> _Page excerpt_

-=-=-

Tuesday, March 25, 2014

Color Fidelity is Bullshit

The title, obviously, is hyperbole. The pursuit of color fidelity is a thankless, often impossible, job. The amount of time and effort spent on it is probably wildly out of proportion to the actual usefulness. That said, if you need it, you probably know enough to know where the limits are, and you probably know what a thankless job seeking it is.

This essay is for everyone else.

You probably know that we "see" three colors, more or less, and there's something about Red, Green, and Blue.

In the real world things have colors. Light sources, or objects reflecting light, or whatever. These are all, essentially, things from which light comes to our eye. That light has an intensity for every wavelength of light. Let's consider only the visual spectrum here, that still means that the light we perceive as colored has an intensity for every possible wavelength between 390 nanometers and 700 nanometers. Every single one. 307nm? Yes. 519.97234nm? Yes, that one too. All of them. This spectrum is a physical color.

Our eyes have three types of color receptors, each of which responds to every wavelength, but to varying degrees. You can think of them as "mainly red", "mainly blue" and "mainly green", but these are really just the humps in a graph of sensitivity. The "mainly green" ones are highly stimulated by green light, and less stimulated by blue light of the same intensity, and so on. We may think of these things are producing a number, a quantity, which represents how stimulated it is. It's actually slightly worse than that, but this is close enough.

The "mainly green" cones in the eye will produce the same output for a very intense blue light as they do for a much less intense green light. The "mainly blue" ones, though, would produce a much greater response to the intense blue light, which is how we distinguish colors.

Anyways. What it boils down to is that there are lots and lots and lots of (infinitely many) physical colors that will cause the same overall visual response. Different physical colors will produce the same perceived color.

So what? As long as we all perceive the same color, who cares?

Well, of course, we don't. Very close, but not quite.

What we actually do in imaging (analog, digital, it doesn't matter) is we use a small set of fixed physical colors, which we can combine to vary the amounts of red, green, and blue light hitting the eye. We are, emphatically not, generating a full gamut of physical colors. Nothing like that. We are generating a very very very small set of physical colors which happen to cover quite a lot of the perceived colors. To get quite specific: we are mixing this small family of colors up in varying ratios to produce a wide range of visual color responses, of physical and neurological responses, which we identify as "colors" in our minds.

There are two problems with this.

The first problem, which everyone who's looked into it in any depth knows about, is that we can't actually generate all of the perceived colors. This is the "out of gamut" problem that every display or rendering medium has. There are colors that we can see -- there are mental constructs of "color" -- that the medium cannot produce. Every medium is surprisingly limited in what it can produce, and no two media even produce the same gamut of colors.

The second problem is that we perceive colors differently. It is in fact that case that we can have two people who, when presented with the same synthesized perceptual color (the same mixture of red, green, blue, let's say) will assert that it precisely matches two different swatches representing two different physical colors. In the absence of color blindness, the colors will be very close, but still each subject will see the other's swatch as "slightly wrong", given the very same mixture of red, green, and blue.

What does this mean?

-=-=-

> _Raw data_
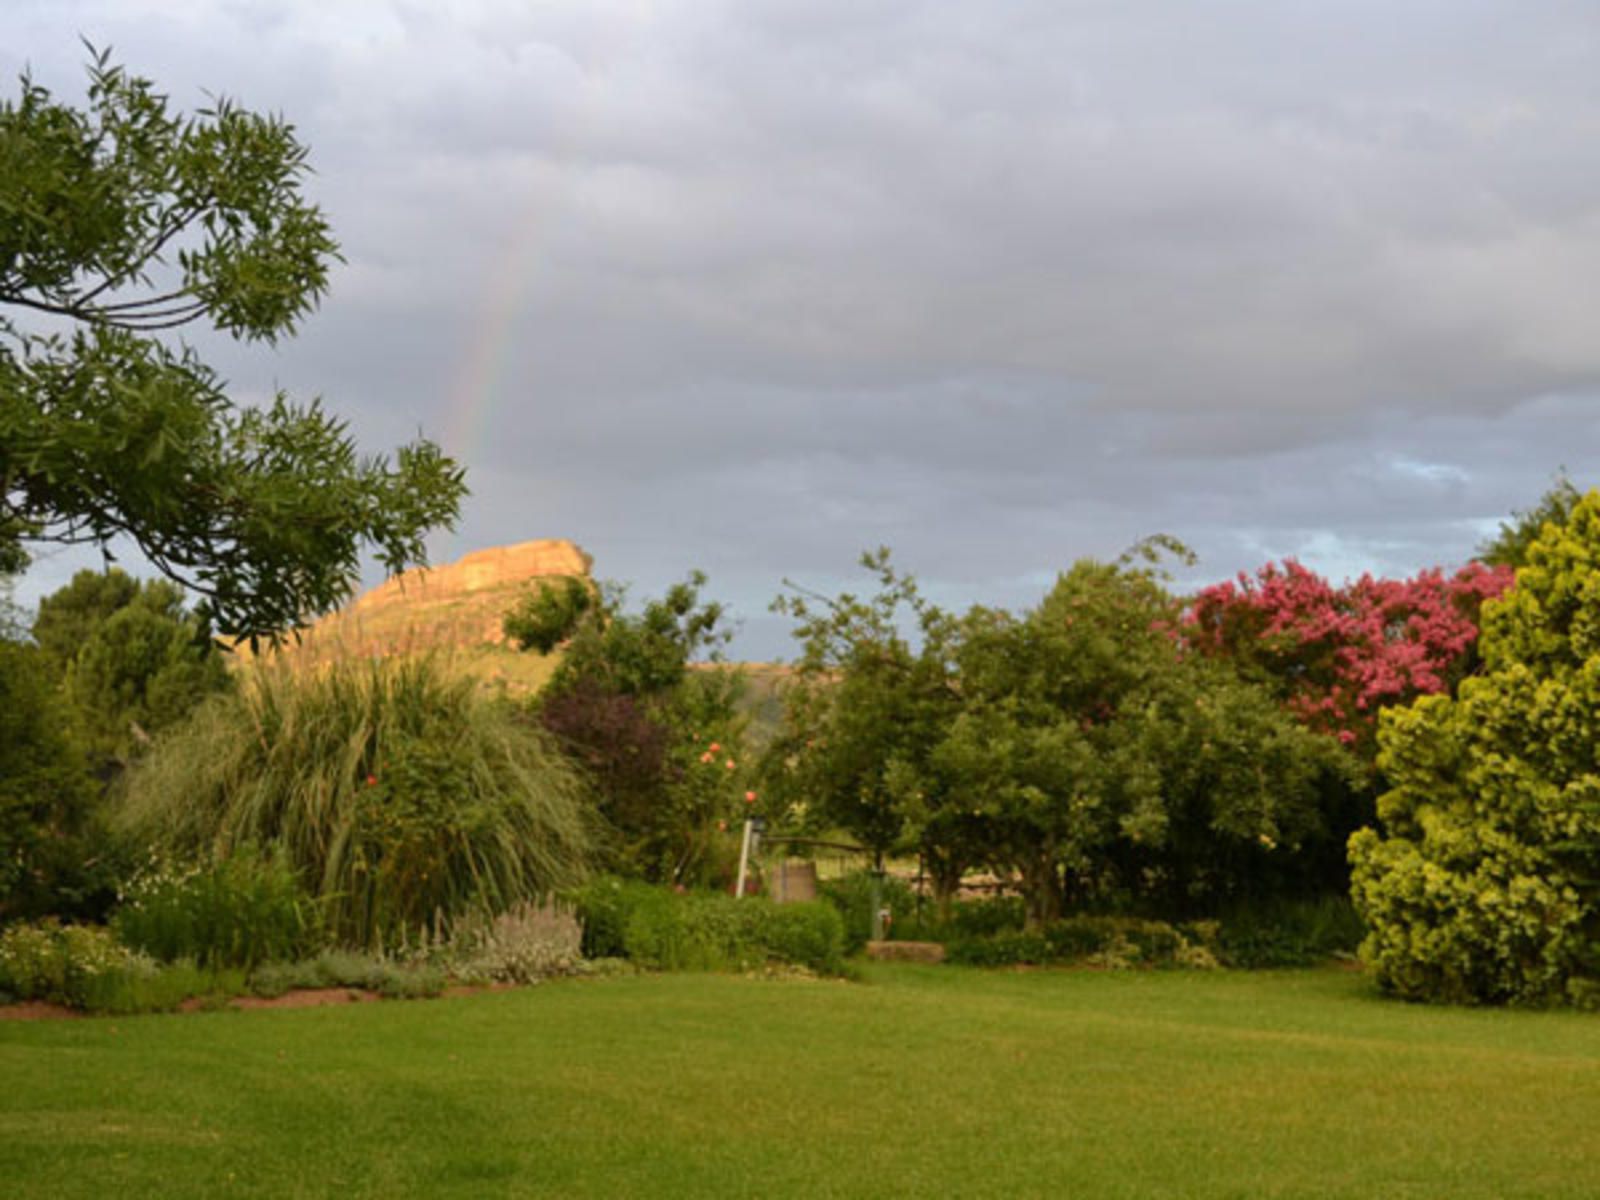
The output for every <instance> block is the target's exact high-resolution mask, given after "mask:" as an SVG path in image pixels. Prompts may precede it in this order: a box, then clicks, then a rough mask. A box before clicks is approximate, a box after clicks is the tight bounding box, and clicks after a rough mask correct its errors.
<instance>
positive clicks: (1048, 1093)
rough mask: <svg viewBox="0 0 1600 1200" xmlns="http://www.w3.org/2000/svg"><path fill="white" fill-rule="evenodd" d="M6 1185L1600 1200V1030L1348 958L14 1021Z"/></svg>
mask: <svg viewBox="0 0 1600 1200" xmlns="http://www.w3.org/2000/svg"><path fill="white" fill-rule="evenodd" d="M0 1077H3V1078H5V1080H6V1082H8V1086H6V1088H5V1090H0V1179H3V1181H5V1189H3V1190H5V1194H6V1195H10V1197H104V1195H163V1197H186V1195H195V1197H202V1195H203V1197H226V1195H261V1197H269V1195H270V1197H293V1195H350V1197H355V1195H429V1197H434V1195H445V1197H485V1195H550V1197H630V1195H634V1197H701V1195H739V1197H755V1195H803V1197H875V1195H907V1197H909V1195H960V1197H986V1195H994V1197H1030V1195H1082V1197H1157V1195H1160V1197H1168V1195H1171V1197H1363V1198H1366V1197H1579V1195H1582V1197H1592V1195H1595V1179H1597V1178H1600V1136H1597V1134H1595V1130H1597V1128H1600V1021H1597V1019H1595V1018H1587V1016H1578V1014H1570V1013H1555V1014H1549V1013H1504V1011H1462V1010H1427V1008H1410V1006H1403V1005H1398V1003H1392V1002H1384V1000H1379V998H1378V997H1376V995H1373V992H1371V990H1370V984H1368V982H1366V981H1363V979H1362V978H1360V976H1357V974H1352V973H1342V971H1331V970H1330V971H1288V973H1262V974H1243V973H1229V974H1186V973H1123V974H1109V973H1090V971H1037V973H994V974H989V973H976V971H962V970H955V968H915V966H898V968H874V970H872V971H870V973H869V978H867V982H866V984H843V982H771V981H760V979H742V978H730V976H693V974H678V976H638V978H621V979H605V981H582V982H570V984H555V986H546V987H536V989H528V990H522V992H506V994H494V995H480V997H474V998H467V1000H450V1002H435V1003H389V1005H363V1006H350V1008H323V1010H301V1011H272V1013H210V1014H198V1016H184V1018H136V1019H118V1021H78V1022H58V1024H10V1026H5V1027H0Z"/></svg>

-=-=-

> _To do_
1. Repeat the stretch of the color fidelity essay from "What we actually" through "in our minds.", swapping "physical colors" for "spectral colors".
2. According to the color fidelity essay, how many types of color receptors do our eyes have?

> _Solutions below_
1.
What we actually do in imaging (analog, digital, it doesn't matter) is we use a small set of fixed spectral colors, which we can combine to vary the amounts of red, green, and blue light hitting the eye. We are, emphatically not, generating a full gamut of spectral colors. Nothing like that. We are generating a very very very small set of spectral colors which happen to cover quite a lot of the perceived colors. To get quite specific: we are mixing this small family of colors up in varying ratios to produce a wide range of visual color responses, of physical and neurological responses, which we identify as "colors" in our minds.

2. Three.